- **Extract to read**:
_ _ _
Tags: 2012 > 529 Performance > CGFAX > Index Fund > Oppenheimer > Vanguard
Oct-2011 Vanguard 529 Index Fund Portfolio Performance
Posted on | December 12, 2011 | No Comments
October was a good month for the markets, especially when you use the end of September as your comparison. You will remember, the last update had poor performance because our end-of-month trades happened to correspond with the high of the trading range and the low of the trading range. During October, the S&P 500 broke out of its trading range after testing the “ceiling” a few times in early October.
Overall market performance between September 30, 2011, and October 31, 2011:
- S&P 500 (^GSPC): +10.77%
- Dow Jones Industrial Average (^DJI): +9.54%
- NASDAQ (^IXIC): +11.13%
Our sample actively managed mutual fund, the Growth Fund of America (CGFAX), was up +10.45% (before fees) between September 30, 2011, and October 31, 2011. Whereas our age-based benchmark, the Oppenheimer Blended Age-Based 0–6 Years Portfolio, was up +10.21%. Even though the performance of CGFAX is impressive, it still did not outperform the Total Stock Market Index, Small-Cap Index, S&P 500, or NASDAQ.
Our more conservative Vanguard index fund portfolio was up +8.79% between September 30, 2011, and October 31, 2011 (before the monthly automatic investment). Even though this is less than the other two more aggressive investments, 8.79% is not bad by any means. The money that was put into the account for the month of September has already had more than a year’s worth of growth. Keep in mind, our yearly target is 7% on average. Here is the performance of each individual fund in our index fund portfolio:
|
+10.15% |
|
+11.51% |
|
+15.24% |
|
+5.34% |
|
+0.20% |
At the end of October, the allocation of our Vanguard portfolio was:
- Vanguard Small-Cap Index (NAESX):
- 16.01% (up from 15.11%; goal = 15%)
- Vanguard Total Stock Market Index (VTSMX):
- 15.62% (up from 15.23%; goal = 15%)
- Vanguard Total International Stock Index (VGTSX):
- 37.45% (down from 36.93%; goal = 40%)
- Vanguard High-Yield Bond (VWEHX):
- 15.79% (down from 16.30%; goal = 15%)
- Vanguard Total Bond Market Index (VBMFX):
- 15.14% (down from 16.43%; goal = 15%)
You can see the relative performance of each portfolio on the performance page: Vanguard Index Fund 529 Performance.
The age-based fund has taken back first place by a small margin and all three investment options are back to the positive territory. Last month the actively managed fund had actually lost money (its value was below the money put into the fund).
Finally, here is an interesting article to read in regard to index fund investing: Indexing Fans Have a Lot to Thank Vanguard for This Year, by William Samuel Rocco of Morningstar.
Sept-2011 Vanguard Index Fund 529 Portfolio Performance
Posted on | October 13, 2011 | No Comments
September was another not-so-great month for the markets—well, sort of. The market was actually “flat” for the month, even though the difference between the two dates we happen to be dealing with (Aug. 31 and Sept. 30) shows a huge decline. The market is still trading in a “range.” For one day the market did close (as measured by the Vanguard S&P 500 index fund) below the lower level of the range. I’m glad I do not trade using charts because this should have been a sign to sell, but instead the market has been rising since. August 31 was at the top of the range and September 30 was at the bottom! Which means last month we got a super-sale.
_ _ _
- **Material**:
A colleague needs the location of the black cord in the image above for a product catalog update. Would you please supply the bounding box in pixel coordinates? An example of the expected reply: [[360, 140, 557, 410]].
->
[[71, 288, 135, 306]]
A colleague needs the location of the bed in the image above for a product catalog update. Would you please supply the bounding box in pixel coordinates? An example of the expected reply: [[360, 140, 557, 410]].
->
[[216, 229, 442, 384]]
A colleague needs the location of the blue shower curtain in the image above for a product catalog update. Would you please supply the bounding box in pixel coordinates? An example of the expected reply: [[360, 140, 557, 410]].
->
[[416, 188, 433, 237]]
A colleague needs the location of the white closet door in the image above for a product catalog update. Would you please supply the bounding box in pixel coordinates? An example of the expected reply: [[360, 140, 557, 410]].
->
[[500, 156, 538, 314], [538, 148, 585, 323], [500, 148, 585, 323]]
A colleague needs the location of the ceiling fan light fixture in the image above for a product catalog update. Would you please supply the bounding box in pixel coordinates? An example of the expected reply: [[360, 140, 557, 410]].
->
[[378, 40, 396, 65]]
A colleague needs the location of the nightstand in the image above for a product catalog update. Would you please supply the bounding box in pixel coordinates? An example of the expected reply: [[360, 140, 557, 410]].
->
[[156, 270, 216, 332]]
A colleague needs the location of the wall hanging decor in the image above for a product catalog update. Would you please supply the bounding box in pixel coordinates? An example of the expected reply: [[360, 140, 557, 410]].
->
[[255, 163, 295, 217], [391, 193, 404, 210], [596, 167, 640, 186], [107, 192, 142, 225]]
_ _ _
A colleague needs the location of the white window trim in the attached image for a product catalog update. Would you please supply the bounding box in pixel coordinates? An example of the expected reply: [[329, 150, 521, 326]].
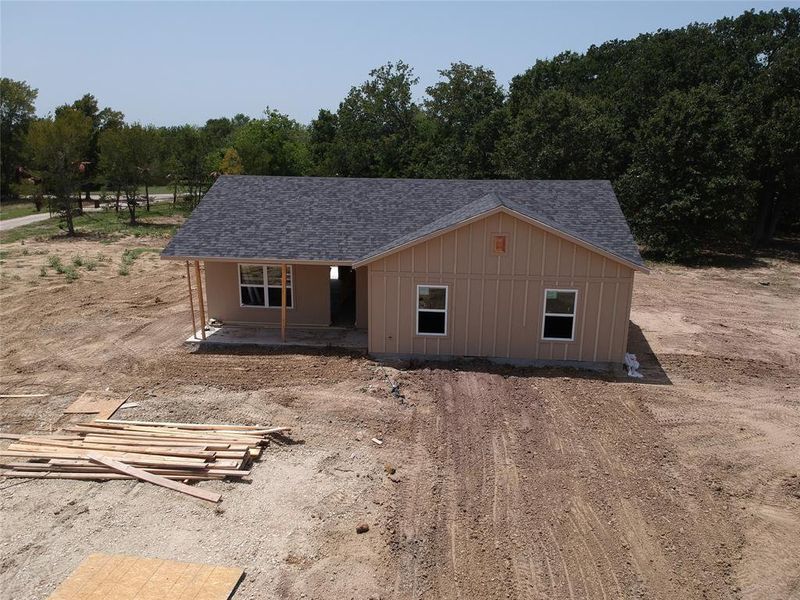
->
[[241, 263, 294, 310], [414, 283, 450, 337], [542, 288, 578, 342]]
_ _ _
- **Goal**: Please continue the blog post on Vanguard 529 index fund performance from the point where it stops.

- **Response to the task**:
There was some positive economic news recently. From the September-2011 ISM report:
Manufacturing continued its growth in September as the PMI registered 51.6 percent, an increase of 1 percentage point when compared to August’s reading of 50.6 percent. A reading above 50 percent indicates that the manufacturing economy is generally expanding; below 50 percent indicates that it is generally contracting.
A PMI in excess of 42.5 percent, over a period of time, generally indicates an expansion of the overall economy. Therefore, the PMI indicates growth for the 28th consecutive month in the overall economy, as well as expansion in the manufacturing sector for the 26th consecutive month. Holcomb stated, “The past relationship between the PMI and the overall economy indicates that the average PMI for January through September (56.2 percent) corresponds to a 4.8 percent increase in real gross domestic product (GDP). In addition, if the PMI for September (51.6 percent) is annualized, it corresponds to a 3.2 percent increase in real GDP annually.”
ISM’s Employment Index registered 53.8 percent in September, which is 2 percentage points higher than the 51.8 percent reported in August. An Employment Index above 50.1 percent, over time, is generally consistent with an increase in the Bureau of Labor Statistics (BLS) data on manufacturing employment.
Also, a quote from Mr. Warren Buffett himself:
Our railroad carried 200,000 carloads last week,” Buffett said Oct. 4 at a Fortune magazine conference in Laguna Niguel California. “That’s the highest total in three years. And that’s stuff moving around the country, supplying merchants and doing all kinds of things.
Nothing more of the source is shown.